Aim of the exercise: Give only the lines from the one containing "of the chalkboard" through the end of the material below, exactly as written.

Dataset records about object locations:
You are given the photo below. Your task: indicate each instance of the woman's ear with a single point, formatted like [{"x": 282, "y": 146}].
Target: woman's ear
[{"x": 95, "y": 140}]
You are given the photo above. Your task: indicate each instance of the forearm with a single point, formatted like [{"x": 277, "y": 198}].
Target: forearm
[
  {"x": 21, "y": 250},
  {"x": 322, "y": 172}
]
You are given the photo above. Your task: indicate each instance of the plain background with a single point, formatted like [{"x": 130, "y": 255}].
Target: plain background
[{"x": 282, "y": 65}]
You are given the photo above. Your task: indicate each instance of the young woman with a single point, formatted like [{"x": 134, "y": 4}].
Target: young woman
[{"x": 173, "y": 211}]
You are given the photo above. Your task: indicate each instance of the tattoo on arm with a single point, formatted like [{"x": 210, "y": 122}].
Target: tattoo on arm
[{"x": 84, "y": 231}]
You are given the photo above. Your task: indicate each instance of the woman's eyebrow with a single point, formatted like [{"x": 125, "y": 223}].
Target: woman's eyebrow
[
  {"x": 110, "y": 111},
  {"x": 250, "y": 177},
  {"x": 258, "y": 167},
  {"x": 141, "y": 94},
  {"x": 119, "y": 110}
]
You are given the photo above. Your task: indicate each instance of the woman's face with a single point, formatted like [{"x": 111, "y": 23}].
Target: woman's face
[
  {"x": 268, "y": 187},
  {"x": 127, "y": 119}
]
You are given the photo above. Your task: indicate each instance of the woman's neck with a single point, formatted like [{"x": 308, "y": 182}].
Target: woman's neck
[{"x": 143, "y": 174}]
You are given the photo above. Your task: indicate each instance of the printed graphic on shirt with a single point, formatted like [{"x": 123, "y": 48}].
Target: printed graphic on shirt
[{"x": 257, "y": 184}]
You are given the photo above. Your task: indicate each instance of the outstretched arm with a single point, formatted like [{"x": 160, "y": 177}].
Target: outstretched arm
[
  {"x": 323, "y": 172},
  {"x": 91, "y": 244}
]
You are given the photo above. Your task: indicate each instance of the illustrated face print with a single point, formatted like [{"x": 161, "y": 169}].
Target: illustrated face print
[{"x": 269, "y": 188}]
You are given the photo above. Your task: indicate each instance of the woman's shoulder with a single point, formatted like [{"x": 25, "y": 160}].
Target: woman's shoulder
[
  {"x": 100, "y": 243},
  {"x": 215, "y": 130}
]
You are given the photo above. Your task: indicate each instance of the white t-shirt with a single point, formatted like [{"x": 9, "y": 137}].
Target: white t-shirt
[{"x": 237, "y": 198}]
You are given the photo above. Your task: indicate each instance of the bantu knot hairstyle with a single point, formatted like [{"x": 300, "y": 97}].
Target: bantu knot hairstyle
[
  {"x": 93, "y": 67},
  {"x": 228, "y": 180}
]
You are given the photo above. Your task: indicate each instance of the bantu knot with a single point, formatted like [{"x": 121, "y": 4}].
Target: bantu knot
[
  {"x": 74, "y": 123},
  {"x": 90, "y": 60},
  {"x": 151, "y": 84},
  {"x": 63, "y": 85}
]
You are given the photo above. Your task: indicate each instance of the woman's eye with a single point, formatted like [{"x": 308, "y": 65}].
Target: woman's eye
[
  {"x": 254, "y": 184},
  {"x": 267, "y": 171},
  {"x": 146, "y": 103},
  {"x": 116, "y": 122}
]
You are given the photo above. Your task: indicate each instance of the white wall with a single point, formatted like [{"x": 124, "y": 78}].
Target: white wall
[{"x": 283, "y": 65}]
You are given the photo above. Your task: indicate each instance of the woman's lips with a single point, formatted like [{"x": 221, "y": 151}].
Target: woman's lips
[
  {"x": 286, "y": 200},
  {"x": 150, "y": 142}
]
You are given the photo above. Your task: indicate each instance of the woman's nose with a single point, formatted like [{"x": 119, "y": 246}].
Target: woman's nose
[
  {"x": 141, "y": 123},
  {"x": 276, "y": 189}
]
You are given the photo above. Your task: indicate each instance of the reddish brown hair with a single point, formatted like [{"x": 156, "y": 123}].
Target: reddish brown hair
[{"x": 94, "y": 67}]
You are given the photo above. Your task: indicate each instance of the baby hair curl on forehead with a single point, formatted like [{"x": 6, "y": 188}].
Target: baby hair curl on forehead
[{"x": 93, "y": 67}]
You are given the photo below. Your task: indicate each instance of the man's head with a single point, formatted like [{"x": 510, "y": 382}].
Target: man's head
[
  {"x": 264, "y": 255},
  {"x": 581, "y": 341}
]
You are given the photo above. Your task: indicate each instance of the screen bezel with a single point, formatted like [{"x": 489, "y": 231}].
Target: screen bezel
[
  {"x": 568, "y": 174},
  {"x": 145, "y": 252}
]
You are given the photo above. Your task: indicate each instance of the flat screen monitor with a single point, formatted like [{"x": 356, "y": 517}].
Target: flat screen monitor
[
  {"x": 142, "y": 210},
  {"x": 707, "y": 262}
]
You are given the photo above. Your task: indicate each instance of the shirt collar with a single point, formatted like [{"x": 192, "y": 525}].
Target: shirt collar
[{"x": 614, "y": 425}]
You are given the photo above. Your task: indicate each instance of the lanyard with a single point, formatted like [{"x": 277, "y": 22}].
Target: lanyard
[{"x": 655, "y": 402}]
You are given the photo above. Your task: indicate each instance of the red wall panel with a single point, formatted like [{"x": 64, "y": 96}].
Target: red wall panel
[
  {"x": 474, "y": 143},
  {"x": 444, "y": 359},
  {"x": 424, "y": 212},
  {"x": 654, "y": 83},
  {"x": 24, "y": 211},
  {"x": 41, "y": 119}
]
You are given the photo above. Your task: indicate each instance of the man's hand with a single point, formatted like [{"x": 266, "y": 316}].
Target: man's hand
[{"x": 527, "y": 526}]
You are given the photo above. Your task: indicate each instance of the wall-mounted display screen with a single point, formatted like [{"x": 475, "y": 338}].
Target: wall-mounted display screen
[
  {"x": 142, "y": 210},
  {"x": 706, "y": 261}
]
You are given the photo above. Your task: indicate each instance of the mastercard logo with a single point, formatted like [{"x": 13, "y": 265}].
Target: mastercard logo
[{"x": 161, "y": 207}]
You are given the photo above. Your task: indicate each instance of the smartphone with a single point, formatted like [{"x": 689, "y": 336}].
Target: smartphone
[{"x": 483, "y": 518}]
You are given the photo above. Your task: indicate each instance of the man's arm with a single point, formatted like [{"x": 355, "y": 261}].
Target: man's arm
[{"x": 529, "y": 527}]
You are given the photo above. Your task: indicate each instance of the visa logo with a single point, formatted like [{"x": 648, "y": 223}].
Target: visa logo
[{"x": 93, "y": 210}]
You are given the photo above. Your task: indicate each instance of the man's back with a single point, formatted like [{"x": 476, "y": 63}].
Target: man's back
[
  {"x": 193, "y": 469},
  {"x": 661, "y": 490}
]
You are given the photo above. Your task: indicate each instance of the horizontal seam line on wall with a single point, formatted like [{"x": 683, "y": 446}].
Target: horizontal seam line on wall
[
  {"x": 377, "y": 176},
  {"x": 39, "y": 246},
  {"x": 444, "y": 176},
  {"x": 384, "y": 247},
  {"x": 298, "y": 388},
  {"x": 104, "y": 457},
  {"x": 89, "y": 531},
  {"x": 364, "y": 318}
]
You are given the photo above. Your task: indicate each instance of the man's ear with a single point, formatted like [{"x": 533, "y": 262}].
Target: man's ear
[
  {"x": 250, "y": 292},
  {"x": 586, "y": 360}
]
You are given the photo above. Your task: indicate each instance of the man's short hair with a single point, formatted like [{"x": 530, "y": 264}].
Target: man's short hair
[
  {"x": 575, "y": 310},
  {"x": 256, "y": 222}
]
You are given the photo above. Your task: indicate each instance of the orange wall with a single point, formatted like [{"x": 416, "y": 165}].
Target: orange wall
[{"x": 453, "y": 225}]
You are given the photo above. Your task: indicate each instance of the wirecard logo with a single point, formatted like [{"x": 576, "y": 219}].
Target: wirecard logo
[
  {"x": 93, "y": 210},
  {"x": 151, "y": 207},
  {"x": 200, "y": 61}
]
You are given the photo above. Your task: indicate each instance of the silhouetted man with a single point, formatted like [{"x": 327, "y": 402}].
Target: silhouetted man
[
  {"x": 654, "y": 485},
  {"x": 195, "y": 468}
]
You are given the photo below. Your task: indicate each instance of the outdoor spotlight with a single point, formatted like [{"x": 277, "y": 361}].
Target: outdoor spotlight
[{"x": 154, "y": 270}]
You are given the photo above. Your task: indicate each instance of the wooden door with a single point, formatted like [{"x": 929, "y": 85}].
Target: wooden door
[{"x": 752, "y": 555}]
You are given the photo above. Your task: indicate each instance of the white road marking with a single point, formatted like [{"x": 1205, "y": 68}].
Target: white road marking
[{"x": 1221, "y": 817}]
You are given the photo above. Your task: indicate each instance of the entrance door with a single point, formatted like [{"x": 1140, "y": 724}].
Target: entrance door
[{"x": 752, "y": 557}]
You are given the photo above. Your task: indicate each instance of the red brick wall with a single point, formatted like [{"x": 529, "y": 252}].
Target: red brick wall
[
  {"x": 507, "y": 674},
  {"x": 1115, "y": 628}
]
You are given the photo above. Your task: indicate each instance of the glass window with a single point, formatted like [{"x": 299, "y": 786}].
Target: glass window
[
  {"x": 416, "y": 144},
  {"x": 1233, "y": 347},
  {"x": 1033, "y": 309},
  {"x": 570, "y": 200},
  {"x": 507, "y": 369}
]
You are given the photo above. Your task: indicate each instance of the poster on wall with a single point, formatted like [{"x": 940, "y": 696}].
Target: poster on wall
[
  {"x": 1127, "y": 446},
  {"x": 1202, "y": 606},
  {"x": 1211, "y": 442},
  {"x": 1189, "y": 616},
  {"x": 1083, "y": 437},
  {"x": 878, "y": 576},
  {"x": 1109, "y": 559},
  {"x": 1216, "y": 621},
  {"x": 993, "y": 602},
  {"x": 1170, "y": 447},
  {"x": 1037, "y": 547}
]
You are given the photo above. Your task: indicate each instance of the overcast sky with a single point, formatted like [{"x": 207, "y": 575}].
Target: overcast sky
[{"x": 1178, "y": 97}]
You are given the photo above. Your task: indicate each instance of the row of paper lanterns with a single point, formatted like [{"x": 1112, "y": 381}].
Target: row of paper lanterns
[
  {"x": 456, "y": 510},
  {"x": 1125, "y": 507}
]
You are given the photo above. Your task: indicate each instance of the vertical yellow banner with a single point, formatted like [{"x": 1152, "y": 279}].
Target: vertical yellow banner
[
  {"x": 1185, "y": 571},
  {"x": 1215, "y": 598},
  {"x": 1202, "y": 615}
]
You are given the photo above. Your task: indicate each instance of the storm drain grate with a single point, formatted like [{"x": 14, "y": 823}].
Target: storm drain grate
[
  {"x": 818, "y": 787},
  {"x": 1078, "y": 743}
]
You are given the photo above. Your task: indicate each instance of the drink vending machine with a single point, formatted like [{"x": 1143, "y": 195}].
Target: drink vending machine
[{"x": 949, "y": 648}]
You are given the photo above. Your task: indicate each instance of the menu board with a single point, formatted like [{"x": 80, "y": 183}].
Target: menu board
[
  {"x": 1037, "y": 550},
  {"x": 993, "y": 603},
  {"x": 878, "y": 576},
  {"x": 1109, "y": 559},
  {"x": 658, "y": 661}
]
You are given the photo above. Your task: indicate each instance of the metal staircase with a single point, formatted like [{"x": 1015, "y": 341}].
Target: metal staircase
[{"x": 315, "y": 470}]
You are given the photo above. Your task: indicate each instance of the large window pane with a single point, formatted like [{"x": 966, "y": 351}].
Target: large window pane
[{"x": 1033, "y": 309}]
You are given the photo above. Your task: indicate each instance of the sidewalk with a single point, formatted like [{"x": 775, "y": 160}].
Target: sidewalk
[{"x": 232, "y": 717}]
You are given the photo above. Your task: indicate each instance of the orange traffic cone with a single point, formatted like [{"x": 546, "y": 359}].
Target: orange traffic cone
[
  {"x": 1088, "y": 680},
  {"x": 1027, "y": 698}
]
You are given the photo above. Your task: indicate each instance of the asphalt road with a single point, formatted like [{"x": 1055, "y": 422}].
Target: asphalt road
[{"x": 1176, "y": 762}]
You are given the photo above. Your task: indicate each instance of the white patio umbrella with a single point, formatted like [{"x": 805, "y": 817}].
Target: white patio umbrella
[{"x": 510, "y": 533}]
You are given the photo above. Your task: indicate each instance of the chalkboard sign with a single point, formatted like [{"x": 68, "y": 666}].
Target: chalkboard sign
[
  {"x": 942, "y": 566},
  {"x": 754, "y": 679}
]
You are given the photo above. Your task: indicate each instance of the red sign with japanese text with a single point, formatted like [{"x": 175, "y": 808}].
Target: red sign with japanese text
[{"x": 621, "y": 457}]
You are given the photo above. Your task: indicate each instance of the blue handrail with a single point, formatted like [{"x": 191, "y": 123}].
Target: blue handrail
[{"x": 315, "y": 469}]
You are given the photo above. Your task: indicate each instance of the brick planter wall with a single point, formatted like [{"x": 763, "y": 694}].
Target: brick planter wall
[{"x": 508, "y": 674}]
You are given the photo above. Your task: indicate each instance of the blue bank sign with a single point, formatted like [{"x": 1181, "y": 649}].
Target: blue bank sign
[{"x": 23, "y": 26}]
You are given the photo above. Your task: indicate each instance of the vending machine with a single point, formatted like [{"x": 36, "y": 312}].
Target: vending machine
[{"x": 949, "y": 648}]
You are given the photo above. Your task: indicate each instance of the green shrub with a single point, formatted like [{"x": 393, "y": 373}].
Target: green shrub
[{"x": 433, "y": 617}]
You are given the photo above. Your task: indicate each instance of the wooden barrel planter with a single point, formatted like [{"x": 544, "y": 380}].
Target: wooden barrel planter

Output of the task:
You are given the photo above. Your task: indicate each instance of the chalkboard sign with a single point, formatted like [{"x": 68, "y": 666}].
Target: chalkboard sign
[
  {"x": 942, "y": 566},
  {"x": 754, "y": 679}
]
You are given the photo above. Your task: indicate each instance of the red sign with japanese text with a single point, formatted like [{"x": 175, "y": 808}].
Target: red sign with japanese text
[{"x": 621, "y": 457}]
You are given the photo above. Your task: indicate each instance of the blue handrail with a single point, formatted like [{"x": 191, "y": 123}].
Target: blue handrail
[{"x": 315, "y": 469}]
You are given the photo above. Your task: indicate each instance of the brick planter wall with a single point, formatted like [{"x": 763, "y": 694}].
Target: brick planter wall
[{"x": 508, "y": 674}]
You are given the photo above. Your task: indicate each instance of the blue bank sign with a single point, formatted like [{"x": 1181, "y": 649}].
Target: blue bank sign
[{"x": 23, "y": 26}]
You are given the photo above. Your task: indicate each instance of the vending machine with a single point, formatted like [{"x": 36, "y": 312}].
Target: vending machine
[{"x": 949, "y": 648}]
You are given the photo above. Your task: indicate each instance of the green shrub with a single point, formatted like [{"x": 393, "y": 373}].
Target: green shrub
[{"x": 433, "y": 617}]
You are given the photo above. Your task: indicate each instance of the wooden barrel planter with a single point, formatted like [{"x": 544, "y": 380}].
Target: wooden barrel planter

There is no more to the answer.